▶ **WHAT THE EXERCISE ASKS**:
Look below for the line with "guinea pig's ear", and from there restate every line word for word until the entries end.

(Object position labeling entries)
>>>>

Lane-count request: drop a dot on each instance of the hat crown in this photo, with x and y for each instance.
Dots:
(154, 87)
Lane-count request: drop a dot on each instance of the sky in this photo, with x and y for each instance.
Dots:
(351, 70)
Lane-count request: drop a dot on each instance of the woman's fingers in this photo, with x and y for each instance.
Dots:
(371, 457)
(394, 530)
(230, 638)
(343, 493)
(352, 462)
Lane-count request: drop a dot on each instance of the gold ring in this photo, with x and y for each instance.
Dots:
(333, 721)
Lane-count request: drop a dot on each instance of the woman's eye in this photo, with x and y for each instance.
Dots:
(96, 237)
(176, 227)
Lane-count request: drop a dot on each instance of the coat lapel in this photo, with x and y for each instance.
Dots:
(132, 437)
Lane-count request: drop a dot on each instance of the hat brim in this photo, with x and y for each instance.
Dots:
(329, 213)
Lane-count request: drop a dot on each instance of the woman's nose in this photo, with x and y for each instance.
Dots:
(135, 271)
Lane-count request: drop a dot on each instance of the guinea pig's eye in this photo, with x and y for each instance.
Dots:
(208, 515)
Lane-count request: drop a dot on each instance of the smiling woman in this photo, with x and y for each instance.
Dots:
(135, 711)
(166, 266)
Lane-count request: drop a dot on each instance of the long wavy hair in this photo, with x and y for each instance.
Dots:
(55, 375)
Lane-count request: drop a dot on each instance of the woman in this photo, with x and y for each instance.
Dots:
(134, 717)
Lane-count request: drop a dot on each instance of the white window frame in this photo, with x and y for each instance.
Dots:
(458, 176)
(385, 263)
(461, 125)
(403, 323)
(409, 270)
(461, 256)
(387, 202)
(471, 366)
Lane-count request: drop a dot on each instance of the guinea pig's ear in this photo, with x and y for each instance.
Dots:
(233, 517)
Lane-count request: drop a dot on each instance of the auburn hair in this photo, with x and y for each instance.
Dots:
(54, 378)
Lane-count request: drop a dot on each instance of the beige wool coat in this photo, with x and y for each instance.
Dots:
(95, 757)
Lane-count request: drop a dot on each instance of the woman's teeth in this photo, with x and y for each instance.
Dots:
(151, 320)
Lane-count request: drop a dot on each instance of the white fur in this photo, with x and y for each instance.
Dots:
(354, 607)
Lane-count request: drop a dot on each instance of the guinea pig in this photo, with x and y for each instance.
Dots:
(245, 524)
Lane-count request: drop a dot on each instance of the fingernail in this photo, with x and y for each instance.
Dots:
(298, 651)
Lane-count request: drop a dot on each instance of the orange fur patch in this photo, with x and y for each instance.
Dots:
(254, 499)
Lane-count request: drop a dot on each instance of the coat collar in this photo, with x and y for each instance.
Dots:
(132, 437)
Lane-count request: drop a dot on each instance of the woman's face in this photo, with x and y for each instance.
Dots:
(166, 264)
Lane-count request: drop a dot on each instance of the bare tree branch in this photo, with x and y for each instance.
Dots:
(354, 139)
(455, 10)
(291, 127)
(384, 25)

<<<<

▶ **WRITTEN SOLUTION**:
Lane-count request: drop a dot on each instance of the guinea pig's ear in this photo, with x and y for each instance.
Dots:
(233, 517)
Lane-count request: drop a dot on each instance of the auburn hair in this photo, with x and y for each instance.
Dots:
(54, 378)
Lane-count request: drop a dot on each instance of the beige wool coat in this photo, with x and y for each instance.
Dots:
(95, 757)
Lane-count request: drop a dot on each instance of the woman's teeth in this photo, with x and y for each instance.
Dots:
(151, 320)
Lane-count request: drop a dot on each instance of the white fur in this photo, with x and y for each instance.
Dots:
(354, 607)
Lane-count request: drop a dot on each instance of the guinea pig in this photo, with x and y for each instance.
Dots:
(245, 524)
Lane-count request: drop a dot on each instance of the fingernail in this photo, with x and y for each instance.
Dots:
(298, 651)
Lane-count request: drop a dot on each instance of the orange fur patch in this photo, with x and y for each instance.
Dots:
(254, 499)
Lane-count request: drop a dot on each instance of the coat collar in this photo, with x and y for each instance.
Dots:
(132, 437)
Lane-count request: drop a dot on each instance of the woman's face in this photo, with x and y for each instance.
Dots:
(166, 264)
Lane-count request: drop a dot on each instance of the bare tree branch in this photo, with x and y for each instance.
Dots:
(354, 139)
(455, 10)
(291, 127)
(384, 25)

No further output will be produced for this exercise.